Point localization data:
+ + +
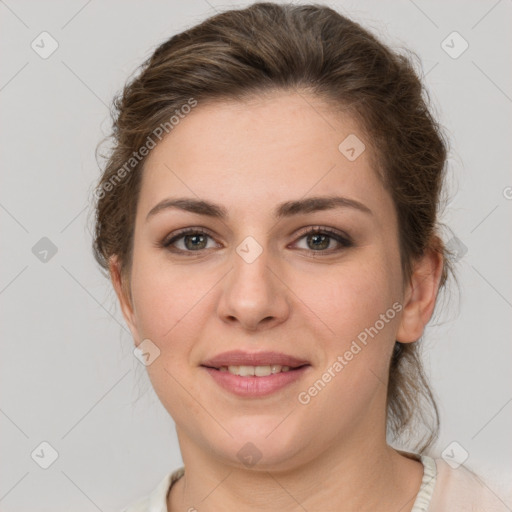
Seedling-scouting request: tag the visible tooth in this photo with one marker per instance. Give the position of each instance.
(275, 368)
(262, 371)
(246, 371)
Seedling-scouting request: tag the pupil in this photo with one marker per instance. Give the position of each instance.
(194, 237)
(325, 243)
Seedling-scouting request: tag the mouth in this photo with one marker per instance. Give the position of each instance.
(255, 375)
(255, 371)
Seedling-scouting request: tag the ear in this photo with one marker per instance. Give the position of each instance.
(122, 290)
(420, 295)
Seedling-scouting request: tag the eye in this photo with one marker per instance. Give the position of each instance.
(190, 239)
(321, 239)
(318, 239)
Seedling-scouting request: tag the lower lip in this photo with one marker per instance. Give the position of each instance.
(254, 387)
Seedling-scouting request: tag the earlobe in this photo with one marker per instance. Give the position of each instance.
(421, 294)
(122, 292)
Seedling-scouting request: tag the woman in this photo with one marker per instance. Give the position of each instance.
(268, 217)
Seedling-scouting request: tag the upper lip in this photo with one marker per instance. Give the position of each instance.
(241, 358)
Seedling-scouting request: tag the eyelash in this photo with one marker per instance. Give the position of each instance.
(344, 241)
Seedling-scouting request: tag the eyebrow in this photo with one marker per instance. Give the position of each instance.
(286, 209)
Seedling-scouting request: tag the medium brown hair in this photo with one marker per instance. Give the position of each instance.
(312, 48)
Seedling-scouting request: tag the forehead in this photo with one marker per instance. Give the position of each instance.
(253, 153)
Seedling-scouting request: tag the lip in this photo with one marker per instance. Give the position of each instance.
(242, 358)
(255, 387)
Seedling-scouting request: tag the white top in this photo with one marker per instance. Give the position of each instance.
(443, 489)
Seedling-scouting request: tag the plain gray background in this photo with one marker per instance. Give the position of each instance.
(68, 374)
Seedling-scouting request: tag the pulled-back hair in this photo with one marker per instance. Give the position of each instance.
(298, 48)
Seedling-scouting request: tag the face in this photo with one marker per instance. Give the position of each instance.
(255, 281)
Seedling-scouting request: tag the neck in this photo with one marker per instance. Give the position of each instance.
(345, 477)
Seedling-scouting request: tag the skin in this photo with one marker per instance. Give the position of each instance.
(249, 156)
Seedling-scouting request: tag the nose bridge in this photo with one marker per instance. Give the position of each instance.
(251, 293)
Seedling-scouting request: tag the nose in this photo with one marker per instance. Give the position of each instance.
(254, 295)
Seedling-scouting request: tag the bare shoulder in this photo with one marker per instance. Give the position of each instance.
(462, 489)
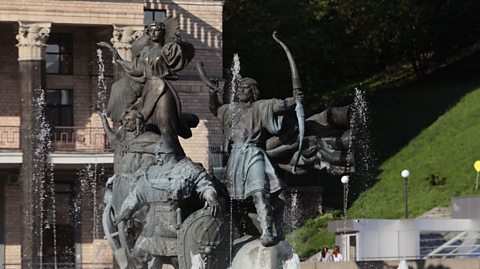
+ + +
*THE TASK*
Every line above has to be output exactly; the pictures must be dropped.

*SOLUTION TO THIS TASK*
Seedling-scouting request: tag the visible tooth in this photo with one marker per instance. Give the position of each instance.
(275, 368)
(262, 371)
(246, 371)
Seedling-scouting request: tag the pupil in this photo with one marker per instance. Give the position of each instance.
(194, 237)
(325, 243)
Seedling-scouting request: tag the mouth in this photo with one marker per instance. Give the position of each instance.
(255, 375)
(255, 371)
Seedling-scouting request: tag the ear in this photo with one marker per instance. Give the position of each instance.
(122, 290)
(420, 295)
Seedling-scouting request: tag the eye in this photo with one marker per instance. Give the position of each instance.
(190, 239)
(321, 239)
(318, 239)
Seedling-scouting request: tag the lower lip in this photo with one marker per instance. Give the position of each instance.
(254, 387)
Seedling-scouting request: tag the earlobe in this photo with one marker per instance. Give the position of each instance.
(421, 294)
(122, 292)
Seedling-scouting request: tag the woman in this photo with one marker per instance. Give the position of each instance.
(268, 217)
Seedling-scouting request: tag the upper lip in this photo with one marker per instance. Give the position of each instance.
(241, 358)
Seedling-scouting request: tag the eyelash in this photo with one marker per instance. Give the position of each instance.
(344, 241)
Seedling-scouting request: tag the eyebrow in this photo with one marker per instance. Give the position of each instance.
(286, 209)
Seedling-scouting request: tag the medium brown hair in this photo with one marker per instance. Give the position of each instance.
(312, 48)
Seedling-scouting request: tag the forehead in this photo with one marker per instance. Give the position of each instance.
(253, 153)
Seedling-scouting request: tag the lip in this photo with one marker per instance. Give the position of each instance.
(242, 358)
(255, 387)
Seedling-scouting request: tag the white top in this photo with one marker per instance. Give the position of each instance.
(443, 489)
Seedling-scouting request: tag the plain gray background in this photo with one marker per instance. Give the position of each instance.
(68, 374)
Seedling-scouting request: tag the pulled-back hair in this photo with one marker per instance. Give the position of each instance.
(298, 48)
Seedling-scouting request: tag the face in this photo with one marker per instance. Give the position of each instance.
(255, 281)
Seedling-scouting request: tag the neck in this photo with one marker per instance. Give the position of each instance.
(345, 477)
Seedling-scouting request: tag the skin in this photo with one marker per instance. Give the position of each instance.
(249, 156)
Seedling-scouting request: tag the nose bridge in this photo with one marker per instance. Give the position of each instance.
(251, 293)
Seedling-scouting request: tag the nose in this photo with one marker per instance. Give the position of each instance.
(254, 295)
Seedling-scouting request: tag the bare shoulder in this photo with one marker per instance. Give the position of each instance.
(462, 489)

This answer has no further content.